● TEXTO SELECCIONADO:
--------------------
También hizo un retrato de Teodosio Luque como forma de agradecerle la atención prestada, y ese cuadro deambuló por la casa de María durante toda su infancia, perturbándola como solo lo pueden hacer esas pinturas del pasado que miran fijo. Sin saber quién era el “Zepol” que firmaba ese retrato (el “López” invertido con que el artista firmaba sus cuadros), ella recuerda haber visto obras de Cándido cuando era chica en el colegio y quedar hipnotizada: “Me parecía increíble la cantidad de personajes, cada uno haciendo algo diferente, y hasta podía imaginar las conversaciones que tenían los soldados. Ahora me doy cuenta de que esas imágenes se me quedaron grabadas y creo que la fascinación que tengo con las miniaturas y las escenas llenas de personajes viene de ahí”. 

Con el tiempo María se hizo ilustradora, se mudó de Rosario a Buenos Aires donde es habitué de museos en los que incluso da talleres de dibujo, y al imaginar su primer libro fue casi natural que eligiera procesar esa especie de paternidad que el azar le hizo encontrar en Cándido López, pintor, y no en la línea de varones médicos que domina en su familia desde Teodosio en adelante. Así surgió la idea de crear La mano del pintor, una novela gráfica deslumbrante para la que necesitó armarse de coraje y dar el salto de los fanzines artesanales que había hecho hasta el momento, a este libro de 192 páginas que María escribió, diseñó y dibujó de principio a fin además de gestionar una preventa más que exitosa que le permitió a la Editorial Sigilo publicarlo.
--------------------
● DATOS PARA ANALIZAR:
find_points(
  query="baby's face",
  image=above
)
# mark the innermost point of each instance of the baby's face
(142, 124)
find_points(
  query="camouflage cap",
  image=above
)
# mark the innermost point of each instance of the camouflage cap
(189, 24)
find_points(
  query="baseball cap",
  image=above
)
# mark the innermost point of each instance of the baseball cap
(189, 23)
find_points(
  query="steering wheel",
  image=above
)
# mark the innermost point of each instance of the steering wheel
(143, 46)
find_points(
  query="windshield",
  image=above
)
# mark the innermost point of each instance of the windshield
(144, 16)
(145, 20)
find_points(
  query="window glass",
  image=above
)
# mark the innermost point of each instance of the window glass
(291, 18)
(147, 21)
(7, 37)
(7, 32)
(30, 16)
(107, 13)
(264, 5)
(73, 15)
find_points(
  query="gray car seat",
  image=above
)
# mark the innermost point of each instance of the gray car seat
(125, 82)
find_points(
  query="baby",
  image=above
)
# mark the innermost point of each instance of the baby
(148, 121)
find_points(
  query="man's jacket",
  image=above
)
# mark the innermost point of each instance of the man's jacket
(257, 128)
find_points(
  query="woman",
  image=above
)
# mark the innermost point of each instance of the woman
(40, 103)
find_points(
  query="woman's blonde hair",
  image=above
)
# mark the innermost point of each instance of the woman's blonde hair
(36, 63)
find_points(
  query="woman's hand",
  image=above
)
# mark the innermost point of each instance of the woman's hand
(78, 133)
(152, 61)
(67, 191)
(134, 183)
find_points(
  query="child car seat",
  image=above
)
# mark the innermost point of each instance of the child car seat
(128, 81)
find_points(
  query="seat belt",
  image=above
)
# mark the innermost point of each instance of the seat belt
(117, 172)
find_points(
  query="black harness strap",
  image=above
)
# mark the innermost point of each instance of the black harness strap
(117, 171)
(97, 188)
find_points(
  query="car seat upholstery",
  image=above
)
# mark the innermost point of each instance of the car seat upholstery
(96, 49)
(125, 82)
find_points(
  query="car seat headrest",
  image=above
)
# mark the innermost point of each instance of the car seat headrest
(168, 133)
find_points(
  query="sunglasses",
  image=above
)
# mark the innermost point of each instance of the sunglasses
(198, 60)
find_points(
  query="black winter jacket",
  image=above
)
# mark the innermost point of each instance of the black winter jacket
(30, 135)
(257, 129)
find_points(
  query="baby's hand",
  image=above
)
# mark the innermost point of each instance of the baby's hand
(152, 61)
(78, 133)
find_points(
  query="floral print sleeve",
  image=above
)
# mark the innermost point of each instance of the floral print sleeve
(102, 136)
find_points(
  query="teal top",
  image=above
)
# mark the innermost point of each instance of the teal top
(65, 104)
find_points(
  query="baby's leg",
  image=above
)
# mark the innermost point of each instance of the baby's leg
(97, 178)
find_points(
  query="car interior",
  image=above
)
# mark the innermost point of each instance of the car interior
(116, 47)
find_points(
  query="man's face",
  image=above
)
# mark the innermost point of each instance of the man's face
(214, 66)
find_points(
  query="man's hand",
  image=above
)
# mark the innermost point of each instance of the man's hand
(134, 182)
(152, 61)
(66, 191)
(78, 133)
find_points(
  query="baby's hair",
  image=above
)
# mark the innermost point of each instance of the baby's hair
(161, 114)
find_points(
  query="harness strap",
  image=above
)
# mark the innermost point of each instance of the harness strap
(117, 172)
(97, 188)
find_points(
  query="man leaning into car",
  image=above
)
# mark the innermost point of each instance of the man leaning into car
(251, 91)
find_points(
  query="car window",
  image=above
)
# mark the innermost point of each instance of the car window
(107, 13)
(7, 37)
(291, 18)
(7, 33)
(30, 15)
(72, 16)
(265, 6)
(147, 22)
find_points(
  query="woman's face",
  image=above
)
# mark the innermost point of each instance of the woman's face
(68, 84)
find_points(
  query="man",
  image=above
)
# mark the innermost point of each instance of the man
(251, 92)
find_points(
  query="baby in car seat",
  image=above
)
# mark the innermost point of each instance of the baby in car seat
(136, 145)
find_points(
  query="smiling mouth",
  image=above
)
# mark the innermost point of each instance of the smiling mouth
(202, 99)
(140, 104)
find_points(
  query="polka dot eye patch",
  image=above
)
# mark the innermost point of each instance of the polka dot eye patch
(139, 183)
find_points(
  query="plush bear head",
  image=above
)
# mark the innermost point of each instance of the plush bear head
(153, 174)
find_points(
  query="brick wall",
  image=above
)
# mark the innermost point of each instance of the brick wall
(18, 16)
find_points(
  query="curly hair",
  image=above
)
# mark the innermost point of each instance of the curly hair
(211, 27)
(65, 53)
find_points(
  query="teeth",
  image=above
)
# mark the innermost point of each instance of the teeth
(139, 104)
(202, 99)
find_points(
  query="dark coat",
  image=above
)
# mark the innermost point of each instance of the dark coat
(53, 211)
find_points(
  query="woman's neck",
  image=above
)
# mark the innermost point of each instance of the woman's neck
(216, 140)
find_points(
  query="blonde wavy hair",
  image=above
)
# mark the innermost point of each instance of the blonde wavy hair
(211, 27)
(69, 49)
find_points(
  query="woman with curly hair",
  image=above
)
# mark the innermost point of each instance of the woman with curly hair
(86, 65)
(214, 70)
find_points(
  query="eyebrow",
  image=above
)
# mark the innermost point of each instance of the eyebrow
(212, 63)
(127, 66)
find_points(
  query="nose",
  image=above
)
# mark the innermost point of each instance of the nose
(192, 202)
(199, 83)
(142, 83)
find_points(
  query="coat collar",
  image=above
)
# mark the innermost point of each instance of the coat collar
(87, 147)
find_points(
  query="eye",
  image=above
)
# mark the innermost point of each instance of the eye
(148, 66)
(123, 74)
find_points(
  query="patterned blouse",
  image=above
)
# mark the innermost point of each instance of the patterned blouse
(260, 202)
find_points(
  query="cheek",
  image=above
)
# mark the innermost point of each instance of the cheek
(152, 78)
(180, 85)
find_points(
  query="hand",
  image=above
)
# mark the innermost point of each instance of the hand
--------------------
● CONSIGNA 1: Según el texto sobre María y Cándido López, ¿con qué nombre firmaba el artista sus cuadros?
● CONSIGNA 2: Copia del texto sobre María y Cándido López todo lo que va desde "Con el tiempo" hasta "Editorial Sigilo publicarlo.".
● CONSIGNA 3: De acuerdo con el texto sobre María y Cándido López, ¿qué hizo posible que la Editorial Sigilo publicara La mano del pintor?
Basta con el texto; los datos no hacen falta.

● RESPUESTA 1: Con "Zepol", que es "López" invertido.

● RESPUESTA 2:
Con el tiempo María se hizo ilustradora, se mudó de Rosario a Buenos Aires donde es habitué de museos en los que incluso da talleres de dibujo, y al imaginar su primer libro fue casi natural que eligiera procesar esa especie de paternidad que el azar le hizo encontrar en Cándido López, pintor, y no en la línea de varones médicos que domina en su familia desde Teodosio en adelante. Así surgió la idea de crear La mano del pintor, una novela gráfica deslumbrante para la que necesitó armarse de coraje y dar el salto de los fanzines artesanales que había hecho hasta el momento, a este libro de 192 páginas que María escribió, diseñó y dibujó de principio a fin además de gestionar una preventa más que exitosa que le permitió a la Editorial Sigilo publicarlo.

● RESPUESTA 3: Lo hizo posible la preventa más que exitosa que María gestionó.